begin DATASET RECORDS

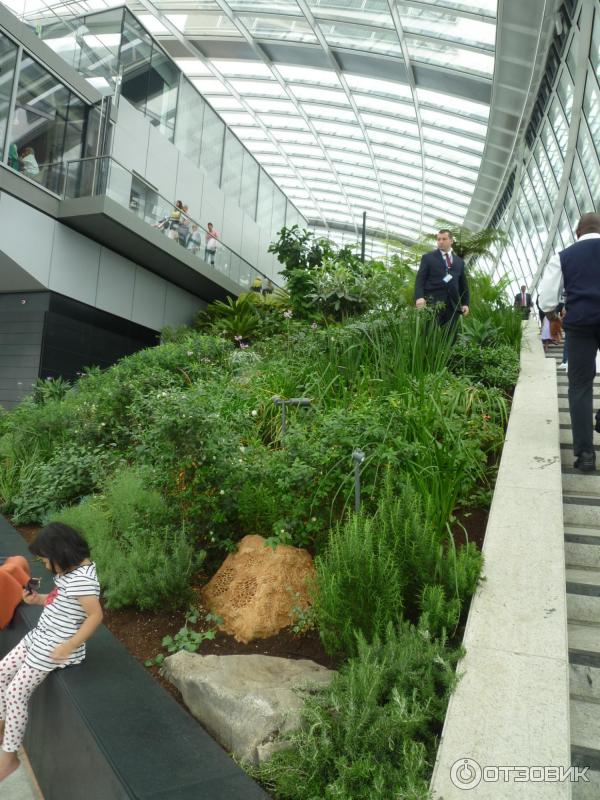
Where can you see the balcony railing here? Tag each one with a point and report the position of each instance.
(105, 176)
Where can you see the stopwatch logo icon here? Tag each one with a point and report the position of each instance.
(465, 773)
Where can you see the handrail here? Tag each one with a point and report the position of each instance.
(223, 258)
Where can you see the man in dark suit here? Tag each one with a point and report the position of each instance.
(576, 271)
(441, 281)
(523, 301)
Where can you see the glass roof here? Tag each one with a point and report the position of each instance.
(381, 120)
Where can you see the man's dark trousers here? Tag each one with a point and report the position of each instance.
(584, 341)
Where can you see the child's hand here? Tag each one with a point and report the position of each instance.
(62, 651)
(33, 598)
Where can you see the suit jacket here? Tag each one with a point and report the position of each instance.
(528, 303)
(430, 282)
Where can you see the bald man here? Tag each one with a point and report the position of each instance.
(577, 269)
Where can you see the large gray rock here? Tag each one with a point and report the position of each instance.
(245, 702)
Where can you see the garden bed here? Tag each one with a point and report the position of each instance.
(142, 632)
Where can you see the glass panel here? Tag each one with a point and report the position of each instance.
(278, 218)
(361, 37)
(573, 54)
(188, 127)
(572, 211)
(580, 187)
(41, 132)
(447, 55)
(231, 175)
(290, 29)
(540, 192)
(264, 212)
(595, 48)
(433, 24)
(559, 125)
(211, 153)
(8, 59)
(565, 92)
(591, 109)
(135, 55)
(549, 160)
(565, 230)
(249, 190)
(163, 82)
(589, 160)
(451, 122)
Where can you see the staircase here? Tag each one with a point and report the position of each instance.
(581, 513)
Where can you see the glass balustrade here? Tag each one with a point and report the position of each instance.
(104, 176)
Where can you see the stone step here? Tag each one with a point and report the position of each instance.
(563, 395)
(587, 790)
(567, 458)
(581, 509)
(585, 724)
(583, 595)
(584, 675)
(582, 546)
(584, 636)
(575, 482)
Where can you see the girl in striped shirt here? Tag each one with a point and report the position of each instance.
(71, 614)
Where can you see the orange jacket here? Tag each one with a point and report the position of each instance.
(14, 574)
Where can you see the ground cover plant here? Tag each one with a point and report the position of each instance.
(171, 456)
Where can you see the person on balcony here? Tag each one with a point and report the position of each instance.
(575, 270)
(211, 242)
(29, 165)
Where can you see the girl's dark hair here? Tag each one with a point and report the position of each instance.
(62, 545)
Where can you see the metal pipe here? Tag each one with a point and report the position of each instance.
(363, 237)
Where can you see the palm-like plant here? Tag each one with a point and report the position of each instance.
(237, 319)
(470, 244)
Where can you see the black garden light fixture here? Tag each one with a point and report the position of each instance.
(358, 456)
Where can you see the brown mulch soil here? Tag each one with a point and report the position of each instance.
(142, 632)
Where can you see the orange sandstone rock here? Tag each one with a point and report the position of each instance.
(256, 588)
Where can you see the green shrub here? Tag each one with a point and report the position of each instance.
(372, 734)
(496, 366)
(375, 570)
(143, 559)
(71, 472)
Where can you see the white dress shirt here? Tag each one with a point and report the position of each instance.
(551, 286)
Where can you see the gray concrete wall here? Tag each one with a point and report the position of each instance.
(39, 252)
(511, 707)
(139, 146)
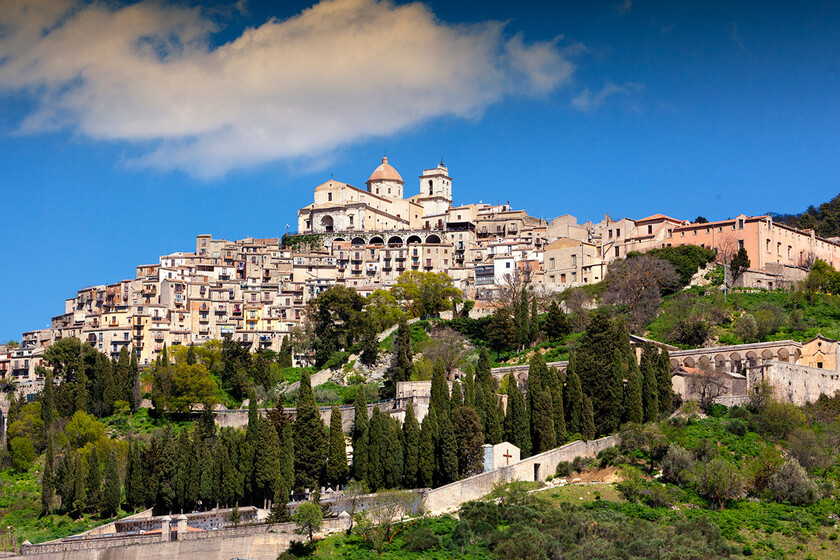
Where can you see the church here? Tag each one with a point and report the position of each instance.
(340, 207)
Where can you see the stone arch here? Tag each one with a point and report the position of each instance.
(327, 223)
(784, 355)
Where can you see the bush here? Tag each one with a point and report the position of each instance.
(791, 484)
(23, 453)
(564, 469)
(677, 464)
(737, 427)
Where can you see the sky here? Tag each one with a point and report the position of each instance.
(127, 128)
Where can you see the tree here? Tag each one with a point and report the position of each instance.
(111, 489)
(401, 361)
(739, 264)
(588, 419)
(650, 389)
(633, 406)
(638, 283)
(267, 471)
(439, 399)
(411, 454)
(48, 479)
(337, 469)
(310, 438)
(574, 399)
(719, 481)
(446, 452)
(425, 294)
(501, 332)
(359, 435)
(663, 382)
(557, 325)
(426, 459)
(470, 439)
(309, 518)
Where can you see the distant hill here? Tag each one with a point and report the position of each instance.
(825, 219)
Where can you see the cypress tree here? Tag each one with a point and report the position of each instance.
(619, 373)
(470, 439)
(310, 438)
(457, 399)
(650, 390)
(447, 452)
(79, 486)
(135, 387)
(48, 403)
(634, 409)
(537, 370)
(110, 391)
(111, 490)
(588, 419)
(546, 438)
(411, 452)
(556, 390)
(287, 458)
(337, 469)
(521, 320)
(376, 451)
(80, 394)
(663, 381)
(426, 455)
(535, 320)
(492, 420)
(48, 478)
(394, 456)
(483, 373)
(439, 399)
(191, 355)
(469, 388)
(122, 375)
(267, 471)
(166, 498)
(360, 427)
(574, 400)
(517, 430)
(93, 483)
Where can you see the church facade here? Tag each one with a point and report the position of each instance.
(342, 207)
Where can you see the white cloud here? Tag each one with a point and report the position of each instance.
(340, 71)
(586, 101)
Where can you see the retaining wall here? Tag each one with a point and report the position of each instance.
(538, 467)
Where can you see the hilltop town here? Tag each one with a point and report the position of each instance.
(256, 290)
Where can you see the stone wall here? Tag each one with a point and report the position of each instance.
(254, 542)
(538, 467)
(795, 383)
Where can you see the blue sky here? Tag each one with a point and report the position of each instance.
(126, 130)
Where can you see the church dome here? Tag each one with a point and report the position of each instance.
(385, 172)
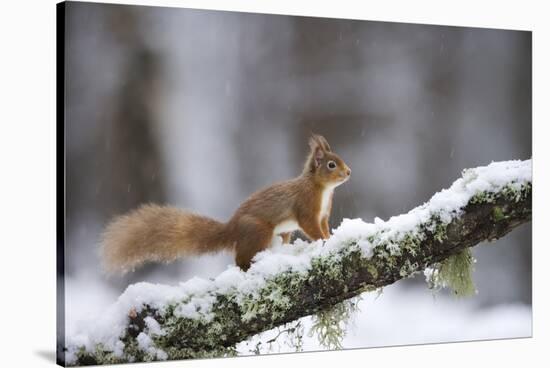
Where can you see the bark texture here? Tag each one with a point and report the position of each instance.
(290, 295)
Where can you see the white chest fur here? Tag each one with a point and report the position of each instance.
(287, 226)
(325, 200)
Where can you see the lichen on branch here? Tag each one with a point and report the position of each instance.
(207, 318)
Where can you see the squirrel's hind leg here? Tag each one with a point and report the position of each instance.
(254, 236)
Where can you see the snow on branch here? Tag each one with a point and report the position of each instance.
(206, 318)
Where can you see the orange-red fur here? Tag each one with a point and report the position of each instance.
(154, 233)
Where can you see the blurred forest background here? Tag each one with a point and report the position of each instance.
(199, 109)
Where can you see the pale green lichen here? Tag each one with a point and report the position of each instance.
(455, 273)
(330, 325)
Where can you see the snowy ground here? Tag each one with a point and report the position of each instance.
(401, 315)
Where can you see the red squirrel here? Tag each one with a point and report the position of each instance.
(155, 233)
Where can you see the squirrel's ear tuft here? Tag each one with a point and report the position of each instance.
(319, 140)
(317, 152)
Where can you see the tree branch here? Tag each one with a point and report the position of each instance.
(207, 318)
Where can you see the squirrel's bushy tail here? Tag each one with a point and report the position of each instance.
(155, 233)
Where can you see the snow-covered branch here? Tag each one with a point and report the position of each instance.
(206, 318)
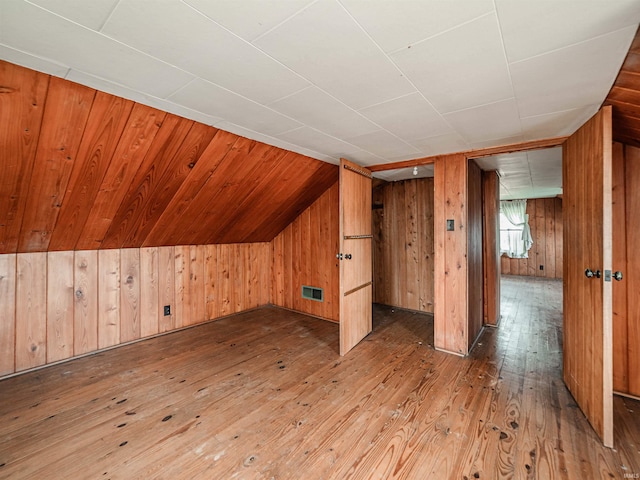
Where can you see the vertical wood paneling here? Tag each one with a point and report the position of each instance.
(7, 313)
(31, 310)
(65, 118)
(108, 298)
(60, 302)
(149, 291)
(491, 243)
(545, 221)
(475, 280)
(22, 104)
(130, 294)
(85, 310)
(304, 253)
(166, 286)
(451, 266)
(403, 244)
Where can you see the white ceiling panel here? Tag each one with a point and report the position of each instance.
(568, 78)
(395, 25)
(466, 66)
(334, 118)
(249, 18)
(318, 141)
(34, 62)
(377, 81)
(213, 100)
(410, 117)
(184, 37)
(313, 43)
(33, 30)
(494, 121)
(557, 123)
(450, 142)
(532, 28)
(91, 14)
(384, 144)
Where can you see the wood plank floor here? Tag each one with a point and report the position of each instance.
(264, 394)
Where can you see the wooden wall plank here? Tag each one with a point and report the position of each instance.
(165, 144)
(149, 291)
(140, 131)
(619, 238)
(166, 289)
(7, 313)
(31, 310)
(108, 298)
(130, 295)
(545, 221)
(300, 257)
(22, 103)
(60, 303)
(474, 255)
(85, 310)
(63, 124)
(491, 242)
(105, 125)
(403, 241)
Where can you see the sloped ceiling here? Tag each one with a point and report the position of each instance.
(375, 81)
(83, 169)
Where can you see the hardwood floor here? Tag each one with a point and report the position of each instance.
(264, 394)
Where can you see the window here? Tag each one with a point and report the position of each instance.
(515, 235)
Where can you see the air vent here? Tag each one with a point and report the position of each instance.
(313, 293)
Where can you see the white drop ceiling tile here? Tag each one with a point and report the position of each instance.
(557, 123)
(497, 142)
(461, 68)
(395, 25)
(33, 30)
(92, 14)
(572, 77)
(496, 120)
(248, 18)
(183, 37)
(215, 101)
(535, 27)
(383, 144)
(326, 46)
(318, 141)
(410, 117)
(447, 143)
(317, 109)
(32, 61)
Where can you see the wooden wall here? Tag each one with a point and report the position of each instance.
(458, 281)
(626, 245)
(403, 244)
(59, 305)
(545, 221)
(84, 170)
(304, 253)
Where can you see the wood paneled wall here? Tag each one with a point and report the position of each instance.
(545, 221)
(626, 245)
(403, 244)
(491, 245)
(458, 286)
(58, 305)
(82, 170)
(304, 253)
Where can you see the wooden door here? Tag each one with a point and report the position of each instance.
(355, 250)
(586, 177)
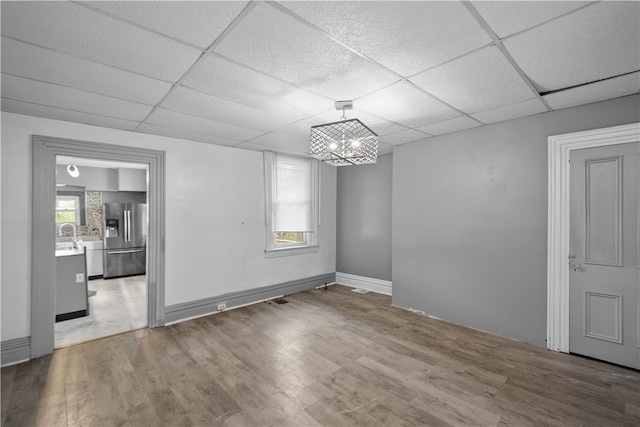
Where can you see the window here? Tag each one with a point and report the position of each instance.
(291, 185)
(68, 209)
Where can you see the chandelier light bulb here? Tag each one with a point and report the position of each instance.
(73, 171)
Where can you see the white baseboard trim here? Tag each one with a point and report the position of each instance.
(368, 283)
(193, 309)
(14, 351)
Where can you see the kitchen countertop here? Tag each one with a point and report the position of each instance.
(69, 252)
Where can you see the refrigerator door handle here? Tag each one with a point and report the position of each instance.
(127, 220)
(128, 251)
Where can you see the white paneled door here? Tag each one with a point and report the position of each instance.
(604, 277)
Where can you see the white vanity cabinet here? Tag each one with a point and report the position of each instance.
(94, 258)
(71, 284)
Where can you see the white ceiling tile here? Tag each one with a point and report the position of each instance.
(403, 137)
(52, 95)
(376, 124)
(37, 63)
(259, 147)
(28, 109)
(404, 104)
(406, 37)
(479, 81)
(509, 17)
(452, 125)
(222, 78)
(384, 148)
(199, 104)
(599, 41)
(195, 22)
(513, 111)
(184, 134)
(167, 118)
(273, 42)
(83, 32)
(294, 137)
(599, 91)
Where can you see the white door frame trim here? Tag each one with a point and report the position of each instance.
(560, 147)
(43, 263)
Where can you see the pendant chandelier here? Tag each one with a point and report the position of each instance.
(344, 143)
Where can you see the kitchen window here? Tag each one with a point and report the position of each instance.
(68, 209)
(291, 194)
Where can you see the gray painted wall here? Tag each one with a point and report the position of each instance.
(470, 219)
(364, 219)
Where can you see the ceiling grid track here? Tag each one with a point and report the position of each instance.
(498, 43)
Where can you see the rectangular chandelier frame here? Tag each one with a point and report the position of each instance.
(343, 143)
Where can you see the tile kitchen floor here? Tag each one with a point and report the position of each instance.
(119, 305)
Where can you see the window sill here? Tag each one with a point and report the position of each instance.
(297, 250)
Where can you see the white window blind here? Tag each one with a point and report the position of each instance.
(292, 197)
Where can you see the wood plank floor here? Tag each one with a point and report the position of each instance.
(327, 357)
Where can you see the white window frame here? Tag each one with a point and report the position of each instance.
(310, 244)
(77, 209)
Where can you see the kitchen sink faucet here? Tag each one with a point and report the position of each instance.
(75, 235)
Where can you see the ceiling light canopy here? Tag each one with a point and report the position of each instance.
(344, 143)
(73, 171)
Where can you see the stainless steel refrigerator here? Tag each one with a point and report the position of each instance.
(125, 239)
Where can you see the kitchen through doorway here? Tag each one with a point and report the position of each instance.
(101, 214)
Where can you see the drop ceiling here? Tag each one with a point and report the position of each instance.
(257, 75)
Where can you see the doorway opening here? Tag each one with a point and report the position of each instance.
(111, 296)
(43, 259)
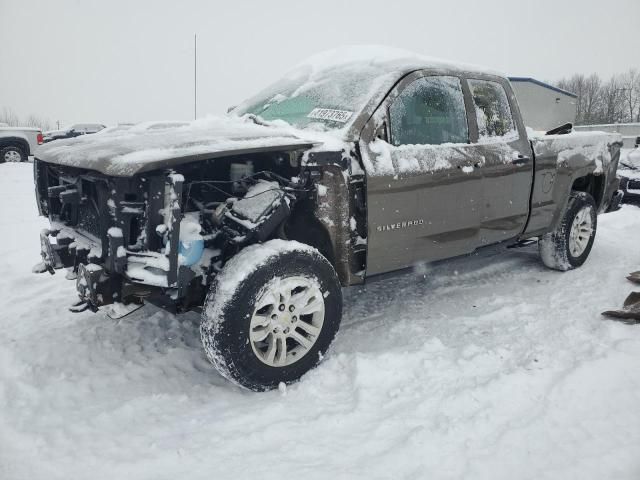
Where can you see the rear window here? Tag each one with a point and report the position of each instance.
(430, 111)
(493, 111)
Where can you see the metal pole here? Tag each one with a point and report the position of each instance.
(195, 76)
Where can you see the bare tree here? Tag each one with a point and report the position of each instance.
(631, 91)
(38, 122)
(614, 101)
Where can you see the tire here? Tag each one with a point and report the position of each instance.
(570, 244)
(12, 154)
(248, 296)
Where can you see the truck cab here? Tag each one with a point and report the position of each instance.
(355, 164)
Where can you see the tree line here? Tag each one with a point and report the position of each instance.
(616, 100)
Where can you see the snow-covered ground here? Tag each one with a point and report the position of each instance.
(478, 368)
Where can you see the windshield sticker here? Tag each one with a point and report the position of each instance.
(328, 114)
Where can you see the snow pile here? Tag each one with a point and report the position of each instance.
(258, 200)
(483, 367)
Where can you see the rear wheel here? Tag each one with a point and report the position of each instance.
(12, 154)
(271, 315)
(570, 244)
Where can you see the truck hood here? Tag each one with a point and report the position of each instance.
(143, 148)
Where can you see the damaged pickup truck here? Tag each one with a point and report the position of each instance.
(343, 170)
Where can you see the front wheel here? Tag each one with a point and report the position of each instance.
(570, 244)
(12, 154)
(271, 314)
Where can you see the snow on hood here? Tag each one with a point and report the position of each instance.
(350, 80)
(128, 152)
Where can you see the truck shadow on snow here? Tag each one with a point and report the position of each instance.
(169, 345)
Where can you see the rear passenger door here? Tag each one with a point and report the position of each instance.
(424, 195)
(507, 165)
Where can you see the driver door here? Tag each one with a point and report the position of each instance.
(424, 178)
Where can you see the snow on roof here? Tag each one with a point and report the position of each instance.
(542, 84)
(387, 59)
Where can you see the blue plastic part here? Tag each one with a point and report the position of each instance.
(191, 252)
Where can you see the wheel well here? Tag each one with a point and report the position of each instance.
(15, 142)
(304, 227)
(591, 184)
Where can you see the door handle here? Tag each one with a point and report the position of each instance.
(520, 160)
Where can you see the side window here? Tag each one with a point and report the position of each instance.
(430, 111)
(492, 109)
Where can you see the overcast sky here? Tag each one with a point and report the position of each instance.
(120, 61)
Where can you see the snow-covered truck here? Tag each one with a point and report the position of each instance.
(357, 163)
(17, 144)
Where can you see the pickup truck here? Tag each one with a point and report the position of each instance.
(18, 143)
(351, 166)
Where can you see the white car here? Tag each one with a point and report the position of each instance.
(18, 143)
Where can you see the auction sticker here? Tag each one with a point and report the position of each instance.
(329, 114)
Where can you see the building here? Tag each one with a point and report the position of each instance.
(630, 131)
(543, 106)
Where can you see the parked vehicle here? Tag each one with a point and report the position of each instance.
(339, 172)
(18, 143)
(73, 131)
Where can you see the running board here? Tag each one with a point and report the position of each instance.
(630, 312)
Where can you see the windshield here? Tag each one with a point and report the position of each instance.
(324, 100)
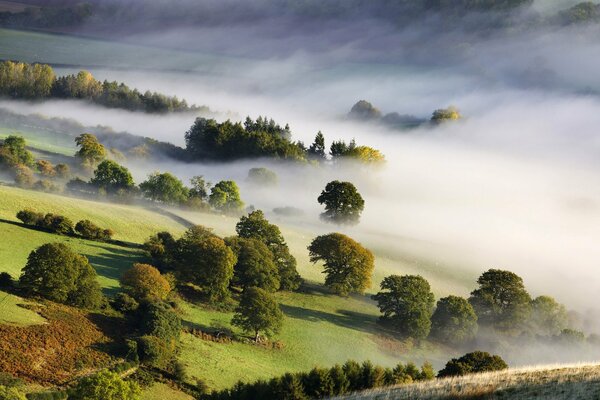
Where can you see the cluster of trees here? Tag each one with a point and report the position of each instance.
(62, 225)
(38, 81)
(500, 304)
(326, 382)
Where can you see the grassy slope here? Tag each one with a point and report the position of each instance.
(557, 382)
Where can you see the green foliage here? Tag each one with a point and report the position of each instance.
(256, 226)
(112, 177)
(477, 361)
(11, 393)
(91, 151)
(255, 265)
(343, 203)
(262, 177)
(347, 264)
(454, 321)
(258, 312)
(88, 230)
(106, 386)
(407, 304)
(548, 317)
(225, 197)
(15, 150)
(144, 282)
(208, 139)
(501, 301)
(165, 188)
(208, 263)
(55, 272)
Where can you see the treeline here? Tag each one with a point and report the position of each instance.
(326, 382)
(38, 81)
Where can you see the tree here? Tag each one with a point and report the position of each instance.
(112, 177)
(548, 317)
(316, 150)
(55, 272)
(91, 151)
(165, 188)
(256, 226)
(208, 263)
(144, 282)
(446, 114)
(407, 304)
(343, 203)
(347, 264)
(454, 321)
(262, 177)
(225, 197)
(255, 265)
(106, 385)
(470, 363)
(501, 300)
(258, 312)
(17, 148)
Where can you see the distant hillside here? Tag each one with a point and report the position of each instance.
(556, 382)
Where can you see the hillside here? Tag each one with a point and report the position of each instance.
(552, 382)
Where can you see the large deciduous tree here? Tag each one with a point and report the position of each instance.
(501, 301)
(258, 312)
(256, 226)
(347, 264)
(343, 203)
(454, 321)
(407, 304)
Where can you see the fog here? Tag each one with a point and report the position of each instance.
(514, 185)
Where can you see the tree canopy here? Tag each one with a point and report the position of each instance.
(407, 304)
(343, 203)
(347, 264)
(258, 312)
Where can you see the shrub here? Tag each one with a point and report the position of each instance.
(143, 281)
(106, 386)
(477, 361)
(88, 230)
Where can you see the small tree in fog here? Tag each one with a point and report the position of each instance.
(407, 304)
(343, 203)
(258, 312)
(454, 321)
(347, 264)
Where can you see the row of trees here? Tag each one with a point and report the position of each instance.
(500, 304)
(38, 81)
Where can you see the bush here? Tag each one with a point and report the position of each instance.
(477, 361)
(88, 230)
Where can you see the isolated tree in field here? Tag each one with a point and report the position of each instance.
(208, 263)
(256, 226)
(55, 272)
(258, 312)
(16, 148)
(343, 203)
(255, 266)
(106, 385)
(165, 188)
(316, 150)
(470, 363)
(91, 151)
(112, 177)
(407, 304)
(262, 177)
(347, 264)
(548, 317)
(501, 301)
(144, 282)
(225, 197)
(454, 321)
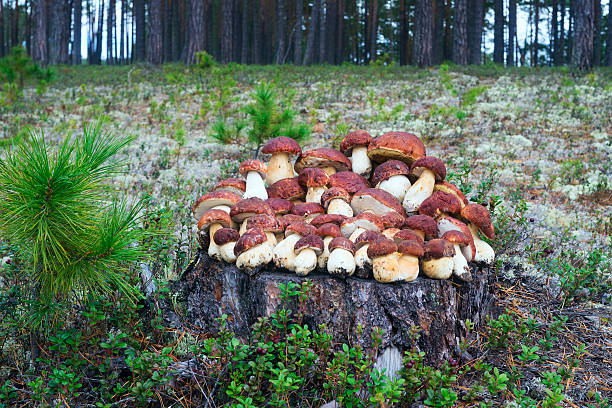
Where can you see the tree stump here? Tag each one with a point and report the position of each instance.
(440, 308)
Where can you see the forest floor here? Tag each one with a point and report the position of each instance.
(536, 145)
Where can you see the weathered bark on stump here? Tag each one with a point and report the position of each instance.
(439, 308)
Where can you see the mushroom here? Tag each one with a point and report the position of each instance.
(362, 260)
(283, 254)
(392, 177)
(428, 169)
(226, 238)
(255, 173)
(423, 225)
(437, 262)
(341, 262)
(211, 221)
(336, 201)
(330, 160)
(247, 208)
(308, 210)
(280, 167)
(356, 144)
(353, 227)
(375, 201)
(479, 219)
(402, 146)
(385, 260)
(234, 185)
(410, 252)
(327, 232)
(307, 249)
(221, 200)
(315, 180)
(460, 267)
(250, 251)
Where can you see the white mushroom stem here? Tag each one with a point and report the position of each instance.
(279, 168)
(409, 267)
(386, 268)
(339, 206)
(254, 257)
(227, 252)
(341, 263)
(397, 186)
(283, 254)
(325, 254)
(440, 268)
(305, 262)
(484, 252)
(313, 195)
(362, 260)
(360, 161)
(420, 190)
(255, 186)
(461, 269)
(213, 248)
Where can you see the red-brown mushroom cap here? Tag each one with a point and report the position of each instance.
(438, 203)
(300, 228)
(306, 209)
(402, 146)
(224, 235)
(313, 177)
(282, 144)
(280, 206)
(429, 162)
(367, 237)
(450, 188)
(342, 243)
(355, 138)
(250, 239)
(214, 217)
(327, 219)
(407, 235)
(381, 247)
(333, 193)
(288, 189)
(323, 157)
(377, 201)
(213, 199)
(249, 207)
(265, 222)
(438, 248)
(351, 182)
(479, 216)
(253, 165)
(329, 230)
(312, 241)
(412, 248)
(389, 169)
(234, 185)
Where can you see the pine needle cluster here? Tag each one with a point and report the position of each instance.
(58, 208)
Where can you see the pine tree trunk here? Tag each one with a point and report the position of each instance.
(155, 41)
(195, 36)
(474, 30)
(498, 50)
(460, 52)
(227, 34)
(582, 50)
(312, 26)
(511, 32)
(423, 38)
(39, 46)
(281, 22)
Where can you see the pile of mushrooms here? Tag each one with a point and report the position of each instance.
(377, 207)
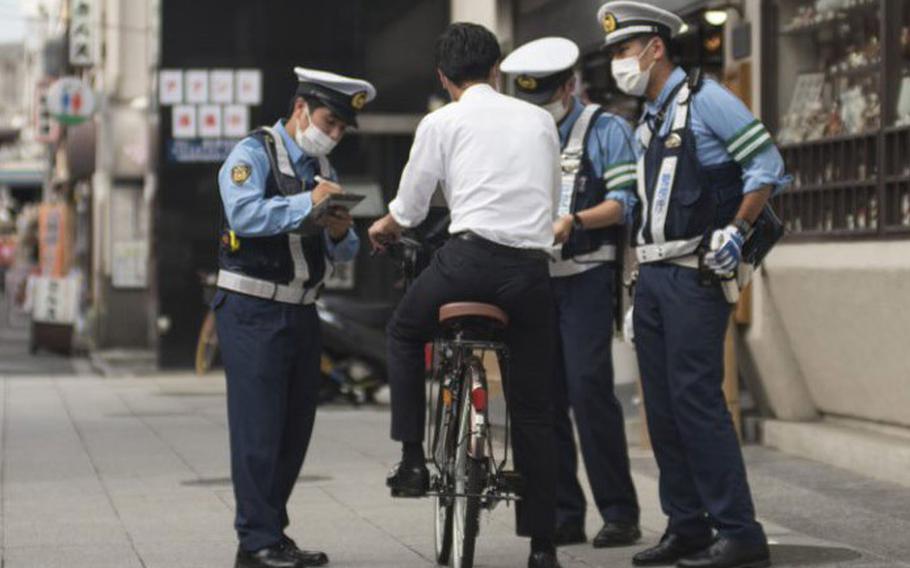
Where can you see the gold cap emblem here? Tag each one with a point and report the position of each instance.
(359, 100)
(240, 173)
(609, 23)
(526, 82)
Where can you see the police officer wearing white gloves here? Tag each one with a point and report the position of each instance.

end DATASET RECORDS

BRIEF: Give back, word for word, every line from the one holding "Where can you see the white mushroom" through the last line of the listing. Pictures are excluded.

EXERCISE OUTPUT:
Where can you see the white mushroom stem here? Tag each one with a point and report the position of each instance.
(279, 168)
(409, 267)
(386, 268)
(339, 206)
(254, 257)
(227, 252)
(341, 263)
(397, 186)
(283, 254)
(325, 254)
(440, 268)
(305, 262)
(484, 252)
(313, 195)
(362, 260)
(360, 161)
(420, 190)
(255, 186)
(461, 269)
(213, 248)
Where can you see the red-brown mushroom cap here? Tag each one with a point and report the position of each instance.
(438, 203)
(300, 228)
(306, 209)
(402, 146)
(224, 235)
(313, 177)
(282, 144)
(280, 206)
(429, 162)
(367, 237)
(450, 188)
(342, 243)
(355, 138)
(250, 239)
(214, 217)
(327, 219)
(407, 235)
(381, 247)
(333, 193)
(288, 189)
(323, 157)
(377, 201)
(213, 199)
(249, 207)
(265, 222)
(438, 248)
(351, 182)
(479, 216)
(253, 165)
(329, 230)
(312, 241)
(412, 248)
(389, 169)
(234, 185)
Where can you see the pine needle cluster here? Tag each one with a point and report the position of each instance.
(58, 208)
Where can you see the pine tree trunk here? Tag each one with a point and report the position of each instance.
(155, 41)
(195, 36)
(474, 30)
(498, 50)
(460, 52)
(227, 34)
(582, 50)
(312, 26)
(511, 32)
(423, 38)
(39, 46)
(281, 22)
Where can you see the pile of mushrooms here? Tag each one with a point and report the position of each instance.
(377, 207)
Where can you see the gold cap emblem here? Tag each one with a point and report the position of each instance.
(359, 100)
(240, 173)
(609, 23)
(526, 82)
Where can you see the police officer wearing white gloves here? Tag each one with a point and report the position of each instance.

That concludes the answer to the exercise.